Exercise directions ▸ Show each line from the rows below that contains the string "white", treating uppercase and lowercase as different.

Data for processing ▸
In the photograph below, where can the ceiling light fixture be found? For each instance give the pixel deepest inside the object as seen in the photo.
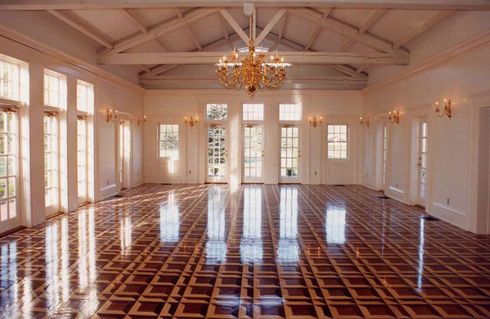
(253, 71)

--

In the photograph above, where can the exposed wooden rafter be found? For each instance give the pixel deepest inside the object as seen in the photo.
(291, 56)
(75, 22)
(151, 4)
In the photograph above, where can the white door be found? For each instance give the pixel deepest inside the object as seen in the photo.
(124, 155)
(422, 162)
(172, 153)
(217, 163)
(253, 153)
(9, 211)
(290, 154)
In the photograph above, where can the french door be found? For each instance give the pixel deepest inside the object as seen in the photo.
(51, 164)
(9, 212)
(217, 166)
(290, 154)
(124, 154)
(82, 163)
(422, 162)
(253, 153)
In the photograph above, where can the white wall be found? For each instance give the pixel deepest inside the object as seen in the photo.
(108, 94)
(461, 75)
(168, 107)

Response to the task ▸
In the photograph above, where can the white door be found? For each instance give the pixel deepest inside the object as seen in the photo.
In the photograph above, where can the white wall be found? For each instance give the pixel deepest inside the object as seen in the photo.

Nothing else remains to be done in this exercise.